Start Page extract

China’s two major constellations—Qianfan (千帆) with a planned scale of over 15,000 satellites and Guowang (国网) with a planned scale of about 13,000 satellites—together have nearly 30,000 planned satellites, but the current actual number in orbit is not even a fraction of the opponent’s.
Frequency bands and orbital slots wait for no one. For every year of delay, a batch of high-quality slots is lost. Technological breakthroughs cannot overcome this hurdle; it relies on launch speed.
The fourth hurdle: industrial homogeneity and involution.
More than 20 provinces nationwide have introduced commercial aerospace support policies, with almost every province proposing to “build a 100-billion-level industrial cluster.” The directions are highly overlapping, concentrating on rocket and satellite manufacturing.
The risk of regional resource misallocation is not small; some compare it to the eve of the previous round of PV expansion.
The profit structure is equally fragile: about 65% of revenue relies on low value-added businesses such as emergency communications, transportation, and logistics, while in high-value scenarios such as space manufacturing and space insurance, the participation of private enterprises is extremely low.
The fifth hurdle: shortage in institutional supply.
To this day, China does not have a comprehensive “Space Basic Law,” and core legal frameworks such as launch damage compensation and liability sharing are missing.
In 2025, China conducted 92 space launches throughout the year, with private rocket enterprises completing 16 of them: CAS Space 5, Galactic Energy 6, LandSpace 3, i-Space 1, and Orienspace (东方空间) 1, accounting for less than 18%.
There is also a mismatch in the capital structure: the R&D cycle for commercial aerospace is 5–10 years, while the average exit cycle for domestic venture capital is 3–5 years, leaving an unbridgeable time gap in between.
Three roads, every one leads to Rome
1. Reusable rockets break the cost ceiling.
If launch costs cannot be brought down, a closed business loop is out of the question.
SpaceX’s flywheel is already spinning: reusable rockets have brought down launch costs → Starlink’s large-scale networking → Starlink’s revenue in 2025 is about USD 10.6 billion → this money is reinvested into rocket and Starship R&D. The entire system is self-sustaining.
China needs the same flywheel. What was missing was the first step, and that step is happening now.

End Page extract
Start The data

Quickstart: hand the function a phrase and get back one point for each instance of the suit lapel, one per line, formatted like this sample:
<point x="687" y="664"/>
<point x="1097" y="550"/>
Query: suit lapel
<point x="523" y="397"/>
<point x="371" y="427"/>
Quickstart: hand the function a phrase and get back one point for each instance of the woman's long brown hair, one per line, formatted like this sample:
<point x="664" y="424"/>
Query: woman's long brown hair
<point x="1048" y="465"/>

End The data
Start The data

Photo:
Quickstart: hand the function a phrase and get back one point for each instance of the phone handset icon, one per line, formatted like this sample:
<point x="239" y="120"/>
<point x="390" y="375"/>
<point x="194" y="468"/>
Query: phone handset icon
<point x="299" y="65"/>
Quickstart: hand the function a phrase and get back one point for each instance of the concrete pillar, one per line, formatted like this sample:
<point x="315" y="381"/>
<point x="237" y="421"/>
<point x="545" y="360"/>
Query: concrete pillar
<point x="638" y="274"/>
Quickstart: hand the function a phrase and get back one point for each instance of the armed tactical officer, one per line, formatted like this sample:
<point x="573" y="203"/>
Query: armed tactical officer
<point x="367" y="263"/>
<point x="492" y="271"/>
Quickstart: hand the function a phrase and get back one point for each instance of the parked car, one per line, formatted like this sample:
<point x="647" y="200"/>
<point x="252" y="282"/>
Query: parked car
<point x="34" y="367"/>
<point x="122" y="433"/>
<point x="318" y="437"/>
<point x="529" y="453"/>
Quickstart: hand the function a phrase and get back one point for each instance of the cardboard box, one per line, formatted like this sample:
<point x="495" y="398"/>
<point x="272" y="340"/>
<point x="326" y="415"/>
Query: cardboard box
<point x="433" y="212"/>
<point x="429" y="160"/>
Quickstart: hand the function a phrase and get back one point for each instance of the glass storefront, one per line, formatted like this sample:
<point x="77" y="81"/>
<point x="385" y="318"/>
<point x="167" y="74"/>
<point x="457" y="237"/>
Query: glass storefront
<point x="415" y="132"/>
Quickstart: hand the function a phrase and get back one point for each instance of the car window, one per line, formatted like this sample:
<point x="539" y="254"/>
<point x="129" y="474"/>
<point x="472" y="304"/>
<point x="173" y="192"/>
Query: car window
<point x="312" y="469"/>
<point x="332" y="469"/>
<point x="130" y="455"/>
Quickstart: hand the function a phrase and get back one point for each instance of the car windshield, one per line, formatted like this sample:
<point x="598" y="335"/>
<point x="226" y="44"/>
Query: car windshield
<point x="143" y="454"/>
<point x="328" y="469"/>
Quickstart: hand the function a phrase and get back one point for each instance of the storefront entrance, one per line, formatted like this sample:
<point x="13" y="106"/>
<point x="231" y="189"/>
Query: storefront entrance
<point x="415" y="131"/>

End The data
Start The data

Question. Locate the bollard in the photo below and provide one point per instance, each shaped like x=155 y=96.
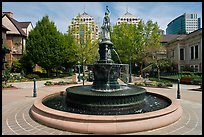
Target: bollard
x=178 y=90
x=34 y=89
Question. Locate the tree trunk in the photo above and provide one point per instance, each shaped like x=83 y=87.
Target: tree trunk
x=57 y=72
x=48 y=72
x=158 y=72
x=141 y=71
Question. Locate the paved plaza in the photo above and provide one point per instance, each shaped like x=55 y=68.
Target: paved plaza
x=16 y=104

End The data

» Stated goal A
Rewrite the commercial aerospace passage, everything from "Frequency bands and" down to "of PV expansion.", with "slots" changed to "positions".
» Stated goal B
Show each line of the records that contains the string "icon".

» Final answer A
Frequency bands and orbital positions wait for no one. For every year of delay, a batch of high-quality positions is lost. Technological breakthroughs cannot overcome this hurdle; it relies on launch speed.
The fourth hurdle: industrial homogeneity and involution.
More than 20 provinces nationwide have introduced commercial aerospace support policies, with almost every province proposing to “build a 100-billion-level industrial cluster.” The directions are highly overlapping, concentrating on rocket and satellite manufacturing.
The risk of regional resource misallocation is not small; some compare it to the eve of the previous round of PV expansion.

» Final answer B
Quickstart: hand the function a phrase and get back one point for each instance of the phone handset icon, one per line, formatted like this sample:
Query: phone handset icon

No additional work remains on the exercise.